*POLECENIE:*
Proszę przepisać tylko wiersze od tego, który zawiera „Put a dot on every instance of the flat”, do ostatniego wiersza, oba włącznie. Zamień w nich „photo” na „image”, a resztę pozostaw bez zmian.

*WYODRĘBNIONE WPISY:*
============================================================

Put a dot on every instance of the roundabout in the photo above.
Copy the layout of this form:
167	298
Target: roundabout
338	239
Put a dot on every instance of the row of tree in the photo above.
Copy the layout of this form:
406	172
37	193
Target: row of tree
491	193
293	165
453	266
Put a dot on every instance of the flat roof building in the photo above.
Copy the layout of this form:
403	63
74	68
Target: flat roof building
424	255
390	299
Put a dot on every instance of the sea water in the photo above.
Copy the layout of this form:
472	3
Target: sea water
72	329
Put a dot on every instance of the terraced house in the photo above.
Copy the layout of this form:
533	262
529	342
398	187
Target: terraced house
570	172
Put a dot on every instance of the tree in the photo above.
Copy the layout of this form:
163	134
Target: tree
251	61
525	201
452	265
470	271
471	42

============================================================

*ODPOWIEDŹ PISEMNA:*
Put a dot on every instance of the flat roof building in the image above.
Copy the layout of this form:
403	63
74	68
Target: flat roof building
424	255
390	299
Put a dot on every instance of the sea water in the image above.
Copy the layout of this form:
472	3
Target: sea water
72	329
Put a dot on every instance of the terraced house in the image above.
Copy the layout of this form:
533	262
529	342
398	187
Target: terraced house
570	172
Put a dot on every instance of the tree in the image above.
Copy the layout of this form:
163	134
Target: tree
251	61
525	201
452	265
470	271
471	42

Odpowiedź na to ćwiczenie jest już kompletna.